## What is needed
Present the data once more in exactly its original form.

-- Start The records --

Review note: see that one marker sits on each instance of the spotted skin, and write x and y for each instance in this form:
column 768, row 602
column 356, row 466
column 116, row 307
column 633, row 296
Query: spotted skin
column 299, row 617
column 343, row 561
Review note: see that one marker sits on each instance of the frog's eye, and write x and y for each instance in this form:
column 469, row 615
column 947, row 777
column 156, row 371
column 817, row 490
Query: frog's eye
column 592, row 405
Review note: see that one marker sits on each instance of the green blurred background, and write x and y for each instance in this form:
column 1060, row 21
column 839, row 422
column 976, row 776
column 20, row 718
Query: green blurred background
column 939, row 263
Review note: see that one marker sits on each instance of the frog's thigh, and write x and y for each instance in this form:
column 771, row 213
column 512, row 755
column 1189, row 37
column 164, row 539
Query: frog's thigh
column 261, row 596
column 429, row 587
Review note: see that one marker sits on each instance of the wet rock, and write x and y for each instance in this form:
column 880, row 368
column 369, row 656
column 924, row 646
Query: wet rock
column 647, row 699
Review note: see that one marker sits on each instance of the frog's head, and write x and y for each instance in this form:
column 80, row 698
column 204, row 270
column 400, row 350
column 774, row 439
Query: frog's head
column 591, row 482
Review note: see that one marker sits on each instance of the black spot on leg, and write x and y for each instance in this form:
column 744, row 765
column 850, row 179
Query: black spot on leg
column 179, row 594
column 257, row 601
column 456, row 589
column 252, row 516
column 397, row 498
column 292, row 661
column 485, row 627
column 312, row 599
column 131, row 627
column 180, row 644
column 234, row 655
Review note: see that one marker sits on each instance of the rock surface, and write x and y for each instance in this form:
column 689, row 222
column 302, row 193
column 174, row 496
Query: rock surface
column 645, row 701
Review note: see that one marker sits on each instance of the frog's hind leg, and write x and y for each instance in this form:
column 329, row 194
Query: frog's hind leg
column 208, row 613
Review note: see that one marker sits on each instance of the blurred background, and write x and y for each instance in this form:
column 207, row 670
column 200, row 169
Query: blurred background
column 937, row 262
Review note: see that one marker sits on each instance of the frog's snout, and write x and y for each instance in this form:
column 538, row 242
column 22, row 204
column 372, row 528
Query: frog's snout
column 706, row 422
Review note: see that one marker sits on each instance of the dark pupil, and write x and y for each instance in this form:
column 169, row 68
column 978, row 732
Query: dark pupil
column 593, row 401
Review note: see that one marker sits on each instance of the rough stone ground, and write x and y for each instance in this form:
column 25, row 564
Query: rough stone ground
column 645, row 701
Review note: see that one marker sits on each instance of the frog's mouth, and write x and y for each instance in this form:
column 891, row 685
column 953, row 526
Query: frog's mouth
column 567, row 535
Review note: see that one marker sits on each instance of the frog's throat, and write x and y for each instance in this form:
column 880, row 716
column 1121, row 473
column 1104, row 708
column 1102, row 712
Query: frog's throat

-- End The records --

## Output of the task
Review note: see that one marker sits on each instance of the spotted skin, and write x and y for each instance in this form:
column 768, row 602
column 356, row 466
column 116, row 307
column 633, row 296
Query: spotted skin
column 299, row 617
column 343, row 561
Review note: see that one marker sits on each instance of the frog's eye, and write x and y for each instance in this form:
column 469, row 615
column 947, row 777
column 156, row 371
column 817, row 490
Query: frog's eye
column 592, row 405
Review note: see that one marker sits on each instance of the green blurred background, and write x and y for each instance in this form:
column 1060, row 21
column 839, row 422
column 976, row 776
column 20, row 718
Query: green blurred background
column 939, row 263
Review note: see that one marker sits on each instance of the frog's thigh, and write x and y for each instance in this form:
column 771, row 213
column 512, row 755
column 1189, row 37
column 164, row 539
Query: frog's thigh
column 261, row 596
column 429, row 587
Review note: see that one marker sits on each instance of the wet rock, and write x and y for each instance in this form:
column 880, row 368
column 369, row 656
column 924, row 646
Query: wet rock
column 647, row 699
Review note: see that one marker sits on each instance of the frog's head, and write x and y for each instance in this form:
column 80, row 698
column 204, row 270
column 400, row 350
column 774, row 439
Query: frog's head
column 591, row 482
Review note: see that one marker sits on each instance of the black spot on leg, and write x and y for each instance in this form:
column 744, row 765
column 850, row 179
Query: black spot on leg
column 179, row 594
column 257, row 601
column 456, row 589
column 252, row 516
column 397, row 498
column 292, row 661
column 485, row 627
column 312, row 599
column 131, row 627
column 180, row 644
column 234, row 655
Review note: see that one marker sits on each instance of the rock surface, and write x and y for each instance in this form:
column 689, row 222
column 302, row 193
column 174, row 496
Query: rock surface
column 645, row 701
Review note: see that one marker sits on each instance of the frog's hind leg, and write x and y for each instance in this form:
column 329, row 194
Query: frog's hind leg
column 208, row 613
Review note: see that one marker sits on each instance of the blurred background, and write x and y for each instance in this form:
column 207, row 670
column 200, row 169
Query: blurred background
column 937, row 262
Review note: see that one marker sits on each instance of the frog's snout, and write x and y for each instance in this form:
column 538, row 242
column 22, row 204
column 372, row 528
Query: frog's snout
column 706, row 422
Review note: see that one marker sits on each instance of the dark pupil, and write x and y for each instance in this form:
column 169, row 68
column 978, row 732
Query: dark pupil
column 593, row 401
Review note: see that one marker sits on each instance of the rough stone ground, and write x and y for each instance in this form:
column 25, row 564
Query: rough stone ground
column 645, row 701
Review note: see that one marker sits on each instance of the frog's mouth, and write x and y for each instance in this form:
column 891, row 685
column 953, row 526
Query: frog's mouth
column 567, row 535
Review note: see that one marker sits on each instance of the frog's throat, and write x and y for each instance in this form:
column 880, row 716
column 1121, row 473
column 1104, row 708
column 1102, row 712
Query: frog's throat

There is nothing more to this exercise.